* **THE RECORDS**
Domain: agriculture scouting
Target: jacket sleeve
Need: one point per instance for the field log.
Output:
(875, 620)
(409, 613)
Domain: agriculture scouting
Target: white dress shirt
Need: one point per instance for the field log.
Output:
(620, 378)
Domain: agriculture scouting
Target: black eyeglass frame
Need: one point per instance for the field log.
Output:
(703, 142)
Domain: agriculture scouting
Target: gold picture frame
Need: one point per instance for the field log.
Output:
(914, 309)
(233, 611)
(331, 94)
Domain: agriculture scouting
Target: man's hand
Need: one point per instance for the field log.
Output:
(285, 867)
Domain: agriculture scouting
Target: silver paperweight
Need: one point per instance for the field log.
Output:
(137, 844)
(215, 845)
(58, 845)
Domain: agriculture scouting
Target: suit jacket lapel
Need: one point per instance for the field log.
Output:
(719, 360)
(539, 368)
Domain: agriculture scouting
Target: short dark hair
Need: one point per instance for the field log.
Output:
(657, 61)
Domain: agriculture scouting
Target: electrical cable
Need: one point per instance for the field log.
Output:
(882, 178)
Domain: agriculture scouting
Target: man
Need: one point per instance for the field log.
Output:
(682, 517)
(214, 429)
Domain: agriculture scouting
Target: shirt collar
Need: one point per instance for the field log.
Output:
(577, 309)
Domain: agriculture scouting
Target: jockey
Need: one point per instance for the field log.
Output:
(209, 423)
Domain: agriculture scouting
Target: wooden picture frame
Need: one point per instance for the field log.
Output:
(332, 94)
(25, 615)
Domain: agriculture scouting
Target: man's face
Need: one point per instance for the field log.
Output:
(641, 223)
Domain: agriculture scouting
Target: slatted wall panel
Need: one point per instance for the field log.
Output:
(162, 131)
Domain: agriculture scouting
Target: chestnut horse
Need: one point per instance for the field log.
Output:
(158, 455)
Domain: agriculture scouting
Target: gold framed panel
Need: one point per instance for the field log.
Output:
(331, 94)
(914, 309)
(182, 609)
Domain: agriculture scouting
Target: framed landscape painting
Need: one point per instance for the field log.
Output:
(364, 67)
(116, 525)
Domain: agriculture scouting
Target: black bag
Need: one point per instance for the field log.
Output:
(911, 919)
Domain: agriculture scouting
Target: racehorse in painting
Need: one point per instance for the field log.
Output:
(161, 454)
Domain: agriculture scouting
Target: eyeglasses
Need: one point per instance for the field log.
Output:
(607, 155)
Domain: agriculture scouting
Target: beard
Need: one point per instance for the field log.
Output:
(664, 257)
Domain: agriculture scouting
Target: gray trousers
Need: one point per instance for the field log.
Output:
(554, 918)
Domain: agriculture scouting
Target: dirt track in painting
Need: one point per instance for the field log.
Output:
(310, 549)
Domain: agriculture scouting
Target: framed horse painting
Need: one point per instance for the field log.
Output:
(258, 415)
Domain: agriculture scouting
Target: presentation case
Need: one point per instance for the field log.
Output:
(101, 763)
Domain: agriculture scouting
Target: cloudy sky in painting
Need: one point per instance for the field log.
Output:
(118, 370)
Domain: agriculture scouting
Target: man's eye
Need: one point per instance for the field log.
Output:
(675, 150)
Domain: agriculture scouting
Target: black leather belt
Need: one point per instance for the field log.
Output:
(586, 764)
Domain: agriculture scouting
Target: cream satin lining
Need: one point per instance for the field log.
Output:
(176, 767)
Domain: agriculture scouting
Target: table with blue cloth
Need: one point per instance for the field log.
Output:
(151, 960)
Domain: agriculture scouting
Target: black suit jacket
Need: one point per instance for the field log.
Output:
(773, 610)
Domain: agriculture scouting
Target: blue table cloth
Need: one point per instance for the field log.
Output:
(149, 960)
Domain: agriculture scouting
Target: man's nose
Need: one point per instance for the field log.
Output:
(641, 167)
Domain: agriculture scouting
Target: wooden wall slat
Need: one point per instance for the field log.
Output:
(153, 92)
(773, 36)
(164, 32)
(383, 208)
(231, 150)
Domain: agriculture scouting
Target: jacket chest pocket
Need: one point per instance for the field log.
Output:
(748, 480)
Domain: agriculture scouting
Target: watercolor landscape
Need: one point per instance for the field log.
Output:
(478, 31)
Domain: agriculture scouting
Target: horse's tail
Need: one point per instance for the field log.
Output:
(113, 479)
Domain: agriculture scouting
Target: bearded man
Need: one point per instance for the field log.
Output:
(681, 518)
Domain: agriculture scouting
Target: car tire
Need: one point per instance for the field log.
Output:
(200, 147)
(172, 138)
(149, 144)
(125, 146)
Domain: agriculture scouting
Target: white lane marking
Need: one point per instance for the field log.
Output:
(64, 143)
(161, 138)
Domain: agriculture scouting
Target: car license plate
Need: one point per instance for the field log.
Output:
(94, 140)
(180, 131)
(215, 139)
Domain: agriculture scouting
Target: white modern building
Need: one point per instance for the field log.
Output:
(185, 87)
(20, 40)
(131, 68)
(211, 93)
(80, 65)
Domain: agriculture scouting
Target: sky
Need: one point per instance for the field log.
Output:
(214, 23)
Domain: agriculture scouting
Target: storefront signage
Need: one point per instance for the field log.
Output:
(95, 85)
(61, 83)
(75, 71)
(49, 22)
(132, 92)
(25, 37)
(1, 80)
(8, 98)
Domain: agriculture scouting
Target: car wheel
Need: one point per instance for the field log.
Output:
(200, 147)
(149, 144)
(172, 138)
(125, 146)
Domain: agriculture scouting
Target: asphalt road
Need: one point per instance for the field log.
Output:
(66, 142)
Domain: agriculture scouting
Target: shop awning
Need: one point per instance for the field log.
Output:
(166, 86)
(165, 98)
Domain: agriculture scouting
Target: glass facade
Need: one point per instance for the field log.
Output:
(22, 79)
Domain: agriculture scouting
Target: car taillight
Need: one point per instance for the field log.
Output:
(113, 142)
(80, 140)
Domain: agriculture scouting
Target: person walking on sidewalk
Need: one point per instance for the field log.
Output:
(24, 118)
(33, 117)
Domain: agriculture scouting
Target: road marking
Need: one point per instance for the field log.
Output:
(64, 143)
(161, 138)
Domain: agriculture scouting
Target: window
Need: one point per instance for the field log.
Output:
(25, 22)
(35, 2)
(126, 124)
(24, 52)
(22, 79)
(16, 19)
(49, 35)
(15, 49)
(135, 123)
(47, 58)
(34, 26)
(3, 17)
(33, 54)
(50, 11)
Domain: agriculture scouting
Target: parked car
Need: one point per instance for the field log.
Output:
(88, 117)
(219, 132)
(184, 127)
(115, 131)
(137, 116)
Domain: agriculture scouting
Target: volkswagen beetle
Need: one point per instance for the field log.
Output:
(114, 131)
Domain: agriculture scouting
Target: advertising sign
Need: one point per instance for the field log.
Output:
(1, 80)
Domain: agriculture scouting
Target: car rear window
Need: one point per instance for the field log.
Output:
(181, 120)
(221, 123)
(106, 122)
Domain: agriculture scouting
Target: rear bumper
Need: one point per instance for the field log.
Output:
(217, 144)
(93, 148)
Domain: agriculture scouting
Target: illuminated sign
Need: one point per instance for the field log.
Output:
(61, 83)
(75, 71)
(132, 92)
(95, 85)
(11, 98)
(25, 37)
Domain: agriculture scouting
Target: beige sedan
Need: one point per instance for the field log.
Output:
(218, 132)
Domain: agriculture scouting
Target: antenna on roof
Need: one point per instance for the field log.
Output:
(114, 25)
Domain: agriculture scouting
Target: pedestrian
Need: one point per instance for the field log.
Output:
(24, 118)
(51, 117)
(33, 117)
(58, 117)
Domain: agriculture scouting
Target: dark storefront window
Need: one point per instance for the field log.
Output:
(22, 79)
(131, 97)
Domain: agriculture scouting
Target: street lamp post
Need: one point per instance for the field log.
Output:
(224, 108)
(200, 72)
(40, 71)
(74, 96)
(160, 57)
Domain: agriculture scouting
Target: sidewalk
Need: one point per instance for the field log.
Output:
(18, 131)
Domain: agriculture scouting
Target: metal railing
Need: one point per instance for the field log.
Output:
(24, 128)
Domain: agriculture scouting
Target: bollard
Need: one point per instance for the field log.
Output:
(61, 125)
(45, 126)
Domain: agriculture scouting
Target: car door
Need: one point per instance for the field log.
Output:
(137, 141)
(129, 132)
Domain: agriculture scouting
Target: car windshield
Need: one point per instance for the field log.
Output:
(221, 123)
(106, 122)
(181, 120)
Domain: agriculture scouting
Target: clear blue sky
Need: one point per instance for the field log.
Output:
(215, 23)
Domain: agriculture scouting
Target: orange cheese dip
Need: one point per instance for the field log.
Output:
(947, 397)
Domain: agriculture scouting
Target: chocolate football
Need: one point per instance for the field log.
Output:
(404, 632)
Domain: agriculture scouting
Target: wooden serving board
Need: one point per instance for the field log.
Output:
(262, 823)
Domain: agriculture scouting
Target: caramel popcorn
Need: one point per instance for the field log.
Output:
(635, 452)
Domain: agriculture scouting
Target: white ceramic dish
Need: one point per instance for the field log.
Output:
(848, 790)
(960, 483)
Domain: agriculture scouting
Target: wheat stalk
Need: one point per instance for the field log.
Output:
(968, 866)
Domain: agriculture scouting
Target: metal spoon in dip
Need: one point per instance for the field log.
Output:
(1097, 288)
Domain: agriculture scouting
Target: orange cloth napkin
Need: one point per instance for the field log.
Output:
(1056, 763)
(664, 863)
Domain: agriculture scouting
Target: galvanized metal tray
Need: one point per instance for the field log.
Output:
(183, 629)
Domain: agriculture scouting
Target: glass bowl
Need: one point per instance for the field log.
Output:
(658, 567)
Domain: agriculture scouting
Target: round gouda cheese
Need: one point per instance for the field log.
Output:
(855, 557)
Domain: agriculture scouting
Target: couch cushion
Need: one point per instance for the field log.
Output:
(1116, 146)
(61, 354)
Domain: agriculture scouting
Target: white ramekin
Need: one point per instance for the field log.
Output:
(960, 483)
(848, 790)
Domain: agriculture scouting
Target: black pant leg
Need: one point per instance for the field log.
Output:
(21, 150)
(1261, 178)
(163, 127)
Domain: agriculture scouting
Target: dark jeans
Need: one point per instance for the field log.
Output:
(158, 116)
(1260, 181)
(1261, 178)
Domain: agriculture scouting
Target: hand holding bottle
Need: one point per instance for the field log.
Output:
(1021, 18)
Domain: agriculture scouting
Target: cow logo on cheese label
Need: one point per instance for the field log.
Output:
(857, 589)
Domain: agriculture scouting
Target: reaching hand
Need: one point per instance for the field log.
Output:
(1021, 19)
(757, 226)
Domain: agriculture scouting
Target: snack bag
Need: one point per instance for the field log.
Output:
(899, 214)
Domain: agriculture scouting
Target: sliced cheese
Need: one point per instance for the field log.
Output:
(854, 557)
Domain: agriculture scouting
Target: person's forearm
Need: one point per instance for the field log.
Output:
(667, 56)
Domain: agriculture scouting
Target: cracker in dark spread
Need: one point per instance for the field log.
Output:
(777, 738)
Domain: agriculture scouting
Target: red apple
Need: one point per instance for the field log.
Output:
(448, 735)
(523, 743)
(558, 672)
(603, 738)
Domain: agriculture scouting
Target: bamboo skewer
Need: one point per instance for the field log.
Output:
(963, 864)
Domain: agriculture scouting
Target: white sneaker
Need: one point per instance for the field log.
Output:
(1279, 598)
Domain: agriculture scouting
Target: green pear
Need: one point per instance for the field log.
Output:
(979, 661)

* **ACTIVITY**
Precisely reproduce the lines of the entries, beginning at the first and ending at the one containing "Target: jockey". Add nothing.

* **RESPONSE**
Domain: agriculture scouting
Target: jacket sleeve
Need: one point per instance for the field log.
Output:
(875, 620)
(409, 613)
Domain: agriculture scouting
Target: white dress shirt
Need: one point per instance for the field log.
Output:
(620, 378)
Domain: agriculture scouting
Target: black eyeglass frame
Need: one point per instance for the field log.
Output:
(703, 142)
Domain: agriculture scouting
Target: gold picture frame
Need: one point per instance for the field log.
Output:
(914, 309)
(233, 611)
(331, 94)
Domain: agriculture scouting
Target: man's hand
Need: one point per instance for the field log.
Output:
(285, 867)
Domain: agriculture scouting
Target: silver paperweight
Need: one point per instance for the field log.
Output:
(137, 844)
(215, 845)
(58, 845)
Domain: agriculture scouting
Target: suit jacket lapel
Need: one point per instance for the field log.
Output:
(719, 360)
(539, 368)
Domain: agriculture scouting
Target: short dark hair
Need: one point per instance for the field log.
Output:
(657, 61)
Domain: agriculture scouting
Target: electrical cable
Need: one point per instance for the field log.
Output:
(882, 178)
Domain: agriculture scouting
Target: man
Need: one point per instance for the field log.
Output:
(682, 517)
(214, 429)
Domain: agriculture scouting
Target: shirt collar
Need: one point per instance for the field log.
Output:
(577, 309)
Domain: agriculture scouting
Target: jockey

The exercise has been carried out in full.